SOURCE PASSAGE:
++++

Medtech Europe calls for urgent reform of MDR and IVDR

Dive Brief:

  • Medtech Europe said Tuesday the European Commission should urgently reform the Medical Device and In Vitro Diagnostic Regulations (MDR/IVDR).
  • The open letter, which the trade group wrote with 39 national associations, calls for the EU to adopt reforms to ensure the regulations meet their original objectives and implement bridging measures to ensure the availability of devices and viability of the industry in the interim.
  • European Commission President Ursula von der Leyen called for the new Commissioner for Health and Animal Welfare to assess the need for legislative changes. That commitment led to a debate at the European Parliament, during which a politician called the regulations a “bureaucratic monster.”

Dive Insight:

The start of a new Commission, with an updated agenda for 2024 to 2029, has sparked renewed interest in reforming the medtech regulations.

Medtech Europe shared its views on the need for legislative changes in a letter to Stella Kyriakides, the outgoing Commissioner for Health and Food Safety. In the letter, the industry groups urge Kyriakides and the successor, Olivér Várhelyi, to prioritize reforming the regulations to solve ongoing serious implementation challenges, reverse the “exodus of innovation” from Europe and prevent more discontinuations of medtech devices.

The letter stated that “Europe needs to invest in a regulatory environment that makes speed, coherence and simplification a priority.”

++++

ACTIVITY 1: In the article on medtech regulation reform, how many national associations wrote the open letter with Medtech Europe?
ACTIVITY 2: Condense the paragraph of the medtech regulation article that begins "Medtech Europe shared its views" into a shorter version that keeps its main facts.
ACTIVITY 3: Extend the medtech regulation article with a further paragraph that picks up after its final sentence.

DATA RECORDS:
++++

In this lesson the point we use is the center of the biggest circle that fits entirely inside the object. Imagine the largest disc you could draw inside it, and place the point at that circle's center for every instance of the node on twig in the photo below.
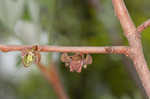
(30, 56)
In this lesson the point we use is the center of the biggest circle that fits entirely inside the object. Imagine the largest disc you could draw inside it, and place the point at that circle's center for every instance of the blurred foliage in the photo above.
(76, 23)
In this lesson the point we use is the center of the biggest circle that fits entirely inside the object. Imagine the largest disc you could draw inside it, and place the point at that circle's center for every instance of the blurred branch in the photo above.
(107, 49)
(133, 36)
(53, 78)
(143, 26)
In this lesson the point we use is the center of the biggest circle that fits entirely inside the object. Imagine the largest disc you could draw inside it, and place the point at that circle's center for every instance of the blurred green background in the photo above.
(69, 23)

++++

EXPECTED OUTPUT 1: 39

EXPECTED OUTPUT 2: In a letter to outgoing Commissioner for Health and Food Safety Stella Kyriakides, Medtech Europe argued for legislative changes. The industry groups urged Kyriakides and successor Olivér Várhelyi to make reforming the regulations a priority. They said reform would solve serious implementation challenges, reverse the "exodus of innovation" from Europe and prevent further discontinuations of medtech devices.

EXPECTED OUTPUT 3:
The letter outlines three sets of actions. Medtech Europe wants to see a package of reforms for the two regulations “as an immediate outcome of the targeted evaluation running until end-2025.” The industry groups are lobbying for changes that will “dramatically enhance efficiency and robustly increase Europe’s attractiveness for innovation.”

Medtech Europe is calling for the establishment of a single, dedicated governance structure to manage the regulatory system. The groups envision the structure underpinning a new system that is predictable, adaptable and “lean.” They added that the system should be less complex and burdensome than the current framework and have processes that “work end-to-end equally for the devices of today and the future.”

Recognizing that designing and adopting such a structure and system will take time, Medtech Europe is also pushing for the Commission to implement bridging measures “as urgently as possible.” The industry groups see the measures as a way to mitigate the perceived harms of the current framework while more permanent fixes are put in place. 

Medtech Europe wants to see immediate action to significantly reduce initial conformity assessment timelines and costs. The trade groups are also calling for urgent steps to make assessments of changes to medical devices more efficient, establish an accelerated, 120-day pathway for breakthrough devices and align certification with the lifetime of medical technologies. 

A third set of proposals addresses specific, ongoing measures that could improve implementation of the regulations. The proposals include a call for the EU to work towards enabling electronic instructions for use for all medical technologies and to promote global regulatory convergence.

The Commission has yet to publicly respond to the letter. However, Věra Jourová, vice-president for values and transparency at the Commission, set out her thinking on regulatory reform during a debate in the Parliament days before the lobby group sent the letter. Noting that the EU had already extended the transition periods, Jourová warned against rushing and said, “We must get this right.”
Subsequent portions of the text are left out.